--- BEGIN Text segment ---

I'm not sure we'll do it at user level - perhaps we can offload it to Linux traffic control. But having the metrics is useful.

@travisdowns
Copy link
Contributor

We found that connection counts are better when associated with a scope. For example, client-server connection counts vs node-node connection counts.

Indeed, we have application level connection metrics as well. Still, the host metrics have proven useful there as a second "totally inclusive check" and because there are some states where the connection is still known by the kernel but not by the application or vice-versa (e.g., TCP keepalive as detected that the connection has dropped but the application hasn't noticed because it hasn't sent anything). Annoyingly, connection related metrics, including stuff we can't do at the application layer like some connection memory use, isn't available in host metrics because it's per-cgroup and not rolled up into parent cgroups unlike most other metrics.

@travisdowns
Copy link
Contributor

Looking at AWS i7ie instances that have 0.5 Gbps (50 MB/s) per vcpu and 6 Gbps (600 MB/s) per disk, the bottleneck is no longer in either the CPU or disk, but the network.

Yeah, I guess this is the spiritual successor to i3en, but they've dropped the "n", so bandwidth is halved, and for a mix RW load I think disk throughput is up even more than advertised because these 2nd and 3rd generation nitro SSDs look like they are almost totally full-duplex compared to the old ones which weren't.

--- END Text segment ---

● **Stated problem A**: Return the part of the forum thread between "Looking at AWS" and "ones which weren't.", inclusive.
● **Stated problem B**: According to the forum thread, why is connection memory use missing from host metrics?
● **Stated problem C**: Extend the forum thread on connection metrics and network bottlenecks past its final sentence.
The rows after this point are separate material, unrelated to the forum thread.

--- BEGIN Data supplied ---

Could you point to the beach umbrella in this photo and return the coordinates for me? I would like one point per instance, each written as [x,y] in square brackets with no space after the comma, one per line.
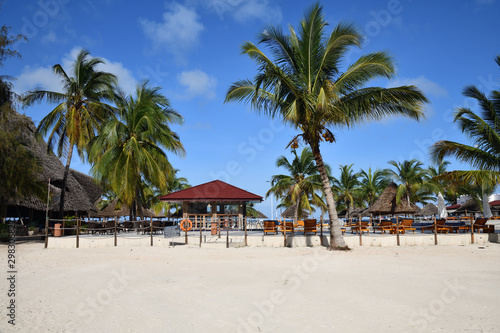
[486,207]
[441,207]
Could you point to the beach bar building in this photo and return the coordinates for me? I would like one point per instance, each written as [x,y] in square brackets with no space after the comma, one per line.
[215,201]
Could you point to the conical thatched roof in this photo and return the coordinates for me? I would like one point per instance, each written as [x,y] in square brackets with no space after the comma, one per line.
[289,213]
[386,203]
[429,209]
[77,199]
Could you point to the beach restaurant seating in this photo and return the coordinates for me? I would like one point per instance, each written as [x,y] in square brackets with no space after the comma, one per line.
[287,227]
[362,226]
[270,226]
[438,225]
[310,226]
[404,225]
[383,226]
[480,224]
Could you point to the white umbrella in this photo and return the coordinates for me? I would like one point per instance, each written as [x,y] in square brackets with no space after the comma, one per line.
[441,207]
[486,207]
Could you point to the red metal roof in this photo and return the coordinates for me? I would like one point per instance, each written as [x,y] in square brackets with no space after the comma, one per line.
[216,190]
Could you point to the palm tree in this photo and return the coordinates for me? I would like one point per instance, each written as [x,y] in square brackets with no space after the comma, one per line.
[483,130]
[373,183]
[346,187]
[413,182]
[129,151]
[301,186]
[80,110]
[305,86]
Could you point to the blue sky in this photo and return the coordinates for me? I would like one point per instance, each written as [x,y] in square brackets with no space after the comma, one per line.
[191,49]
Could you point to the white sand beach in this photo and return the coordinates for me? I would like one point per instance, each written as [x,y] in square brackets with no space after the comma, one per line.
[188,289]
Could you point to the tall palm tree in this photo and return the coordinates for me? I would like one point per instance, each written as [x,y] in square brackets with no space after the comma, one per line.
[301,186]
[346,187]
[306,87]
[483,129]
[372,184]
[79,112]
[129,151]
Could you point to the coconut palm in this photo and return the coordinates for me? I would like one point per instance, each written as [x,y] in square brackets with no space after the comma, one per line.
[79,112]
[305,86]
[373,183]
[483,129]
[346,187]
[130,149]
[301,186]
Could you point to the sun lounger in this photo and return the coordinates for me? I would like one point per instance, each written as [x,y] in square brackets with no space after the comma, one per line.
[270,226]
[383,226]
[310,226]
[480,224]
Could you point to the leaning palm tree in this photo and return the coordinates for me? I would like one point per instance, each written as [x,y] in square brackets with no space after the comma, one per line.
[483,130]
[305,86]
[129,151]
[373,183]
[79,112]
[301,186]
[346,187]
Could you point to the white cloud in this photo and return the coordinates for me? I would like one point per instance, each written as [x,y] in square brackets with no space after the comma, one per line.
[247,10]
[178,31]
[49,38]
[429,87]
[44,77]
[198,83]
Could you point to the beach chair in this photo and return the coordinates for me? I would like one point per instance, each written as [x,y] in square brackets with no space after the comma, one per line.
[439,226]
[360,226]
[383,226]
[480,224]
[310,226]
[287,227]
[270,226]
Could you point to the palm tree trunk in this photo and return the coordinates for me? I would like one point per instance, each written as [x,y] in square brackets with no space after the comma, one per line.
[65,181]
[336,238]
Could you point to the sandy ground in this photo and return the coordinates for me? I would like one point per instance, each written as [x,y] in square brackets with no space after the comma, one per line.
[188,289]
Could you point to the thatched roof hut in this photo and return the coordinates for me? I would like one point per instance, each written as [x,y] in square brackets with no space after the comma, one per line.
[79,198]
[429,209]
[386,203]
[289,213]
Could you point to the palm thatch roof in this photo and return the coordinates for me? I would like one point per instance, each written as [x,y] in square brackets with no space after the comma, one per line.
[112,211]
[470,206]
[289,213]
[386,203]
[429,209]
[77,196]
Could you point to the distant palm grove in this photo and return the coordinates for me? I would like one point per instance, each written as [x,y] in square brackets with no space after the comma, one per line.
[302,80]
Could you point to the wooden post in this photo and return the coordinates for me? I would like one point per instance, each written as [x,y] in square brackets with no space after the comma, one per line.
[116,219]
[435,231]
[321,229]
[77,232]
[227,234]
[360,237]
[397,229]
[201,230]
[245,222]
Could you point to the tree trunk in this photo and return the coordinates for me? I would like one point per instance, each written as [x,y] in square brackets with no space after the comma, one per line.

--- END Data supplied ---

● **Expected output A**:
Looking at AWS i7ie instances that have 0.5 Gbps (50 MB/s) per vcpu and 6 Gbps (600 MB/s) per disk, the bottleneck is no longer in either the CPU or disk, but the network.

Yeah, I guess this is the spiritual successor to i3en, but they've dropped the "n", so bandwidth is halved, and for a mix RW load I think disk throughput is up even more than advertised because these 2nd and 3rd generation nitro SSDs look like they are almost totally full-duplex compared to the old ones which weren't.

● **Expected output B**: Connection memory use is tracked per cgroup. Unlike most other metrics, it isn't rolled up into parent cgroups, so it doesn't show up at the host level.

● **Expected output C**:
OTOH even with older instance types we could be network limited (usually network egress) in cases where workloads hit in cache so bytes out over the network didn't necessarily come from disk at all.

@avikivity
Copy link
Member

Looking at AWS i7ie instances that have 0.5 Gbps (50 MB/s) per vcpu and 6 Gbps (600 MB/s) per disk, the bottleneck is no longer in either the CPU or disk, but the network.

Yeah, I guess this is the spiritual successor to i3en, but they've dropped the "n",

Ah, I thought they had to drop the "n" because the second "i" ate its budget.

so bandwidth is halved, and for a mix RW load I think disk throughput is up even more than advertised because these 2nd and 3rd generation nitro SSDs look like they are almost totally full-duplex compared to the old ones which weren't.

OTOH even with older instance types we could be network limited (usually network egress) in cases where workloads hit in cache so bytes out over the network didn't necessarily come from disk at all.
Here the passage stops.